> Required action 1
According to the passage on the military and the Internet, by how much did U.S. military bandwidth requirements increase between Operation Desert Storm and Operation Iraqi Freedom?
> Required action 2
Please write out the records from their first line up to and including the line containing "positive clicks: (602, 484) (614, 481)".

> Exercise text
┄┄┄┄┄┄┄┄┄┄┄┄┄┄┄┄┄┄┄┄
U.S. Defense Advanced Research Projects Agency (DARPA) launched the Internet in the late 1960s. Between Operation Desert Storm and Operation Iraqi Freedom, U.S. military bandwidth requirements increased by 300 percent. Thanks to the Internet, information flow between Armed Forces units and even between nations enables reconnaissance, surveillance and intelligence sharing. Officers can receive central command orders from anywhere in the world, and deployments and missions can be monitored and assessed in real time. During attacks like 9/11, military units and first responders can coordinate efforts even when major operations centers are destroyed.
However, in March, a Defense Science Board task force issued a sobering report on the military’s cyber attack defenses. The task force found that the Department of Defense had inadequate cyber protections that made it vulnerable, particularly to a multi-pronged opponent attacking on the cyber, intelligence and military fronts. Adequate weapons of deterrence, mission assurance and offensive cyber capabilities, according to the report, would take the DoD years to build.
┄┄┄┄┄┄┄┄┄┄┄┄┄┄┄┄┄┄┄┄
(Data extracted from a collection)
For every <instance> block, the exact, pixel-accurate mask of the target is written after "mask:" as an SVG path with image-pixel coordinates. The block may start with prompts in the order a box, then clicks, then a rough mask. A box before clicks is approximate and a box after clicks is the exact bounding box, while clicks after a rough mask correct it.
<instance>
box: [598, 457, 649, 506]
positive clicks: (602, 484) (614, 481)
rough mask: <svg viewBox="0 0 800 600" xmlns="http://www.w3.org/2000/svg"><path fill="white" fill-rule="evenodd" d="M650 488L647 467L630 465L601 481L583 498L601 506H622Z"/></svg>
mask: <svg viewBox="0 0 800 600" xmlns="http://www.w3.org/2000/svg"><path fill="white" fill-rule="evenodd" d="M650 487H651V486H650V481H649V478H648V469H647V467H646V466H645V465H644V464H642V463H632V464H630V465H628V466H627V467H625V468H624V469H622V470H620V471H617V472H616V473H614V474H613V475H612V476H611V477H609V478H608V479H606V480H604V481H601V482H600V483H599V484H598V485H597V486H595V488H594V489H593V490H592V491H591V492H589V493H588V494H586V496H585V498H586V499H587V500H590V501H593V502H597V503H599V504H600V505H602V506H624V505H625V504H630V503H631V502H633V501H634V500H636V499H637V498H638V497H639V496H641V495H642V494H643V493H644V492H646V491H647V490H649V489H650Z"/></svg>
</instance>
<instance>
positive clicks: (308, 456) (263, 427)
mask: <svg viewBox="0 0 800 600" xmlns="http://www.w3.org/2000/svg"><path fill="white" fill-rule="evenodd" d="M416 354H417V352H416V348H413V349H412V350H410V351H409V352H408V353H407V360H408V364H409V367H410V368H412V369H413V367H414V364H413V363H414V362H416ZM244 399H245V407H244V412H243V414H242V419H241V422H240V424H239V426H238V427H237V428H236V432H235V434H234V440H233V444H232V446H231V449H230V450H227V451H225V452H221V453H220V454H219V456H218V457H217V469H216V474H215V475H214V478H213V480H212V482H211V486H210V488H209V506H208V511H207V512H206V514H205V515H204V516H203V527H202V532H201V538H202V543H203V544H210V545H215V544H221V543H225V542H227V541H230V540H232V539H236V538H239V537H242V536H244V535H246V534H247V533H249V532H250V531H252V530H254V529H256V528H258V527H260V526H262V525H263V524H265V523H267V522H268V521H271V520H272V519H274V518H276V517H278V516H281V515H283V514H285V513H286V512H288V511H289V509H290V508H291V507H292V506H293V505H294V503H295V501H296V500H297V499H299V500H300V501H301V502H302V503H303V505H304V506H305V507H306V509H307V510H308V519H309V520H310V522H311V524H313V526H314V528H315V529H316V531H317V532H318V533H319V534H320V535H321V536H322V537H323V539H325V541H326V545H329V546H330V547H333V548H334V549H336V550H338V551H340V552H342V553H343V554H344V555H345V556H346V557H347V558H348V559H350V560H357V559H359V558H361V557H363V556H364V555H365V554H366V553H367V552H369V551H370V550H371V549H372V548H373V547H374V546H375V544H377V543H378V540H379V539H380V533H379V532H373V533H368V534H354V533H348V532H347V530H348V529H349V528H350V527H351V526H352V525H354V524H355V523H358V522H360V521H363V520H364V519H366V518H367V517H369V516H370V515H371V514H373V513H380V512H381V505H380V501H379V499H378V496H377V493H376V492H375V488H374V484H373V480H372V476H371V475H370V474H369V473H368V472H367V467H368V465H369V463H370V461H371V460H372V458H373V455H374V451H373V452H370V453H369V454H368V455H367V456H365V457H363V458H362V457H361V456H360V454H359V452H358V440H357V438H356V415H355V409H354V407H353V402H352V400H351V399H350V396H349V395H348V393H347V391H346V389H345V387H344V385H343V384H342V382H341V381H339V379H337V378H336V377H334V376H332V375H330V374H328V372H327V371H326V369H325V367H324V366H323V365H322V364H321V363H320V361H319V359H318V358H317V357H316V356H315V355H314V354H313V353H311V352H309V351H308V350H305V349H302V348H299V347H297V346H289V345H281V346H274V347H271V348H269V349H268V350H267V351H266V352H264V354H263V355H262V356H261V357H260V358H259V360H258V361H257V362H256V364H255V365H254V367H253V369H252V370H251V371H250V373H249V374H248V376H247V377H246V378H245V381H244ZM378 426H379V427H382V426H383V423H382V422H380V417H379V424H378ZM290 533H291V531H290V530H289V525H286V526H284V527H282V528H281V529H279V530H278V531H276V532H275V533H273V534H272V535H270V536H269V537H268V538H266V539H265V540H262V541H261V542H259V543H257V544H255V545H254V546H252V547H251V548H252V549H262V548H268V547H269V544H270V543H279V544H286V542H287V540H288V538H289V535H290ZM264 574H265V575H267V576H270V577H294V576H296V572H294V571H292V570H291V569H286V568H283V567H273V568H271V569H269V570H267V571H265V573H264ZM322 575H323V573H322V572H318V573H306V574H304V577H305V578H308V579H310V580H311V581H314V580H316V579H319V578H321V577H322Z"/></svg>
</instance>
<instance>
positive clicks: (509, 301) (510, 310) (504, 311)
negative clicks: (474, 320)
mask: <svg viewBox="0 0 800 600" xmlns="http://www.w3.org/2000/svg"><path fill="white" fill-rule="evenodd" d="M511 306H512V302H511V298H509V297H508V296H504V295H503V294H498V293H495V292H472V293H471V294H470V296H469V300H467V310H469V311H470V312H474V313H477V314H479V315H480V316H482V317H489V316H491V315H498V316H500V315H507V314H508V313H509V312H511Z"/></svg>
┄┄┄┄┄┄┄┄┄┄┄┄┄┄┄┄┄┄┄┄
> Task response 1
They increased by 300 percent.

> Task response 2
For every <instance> block, the exact, pixel-accurate mask of the target is written after "mask:" as an SVG path with image-pixel coordinates. The block may start with prompts in the order a box, then clicks, then a rough mask. A box before clicks is approximate and a box after clicks is the exact bounding box, while clicks after a rough mask correct it.
<instance>
box: [598, 457, 649, 506]
positive clicks: (602, 484) (614, 481)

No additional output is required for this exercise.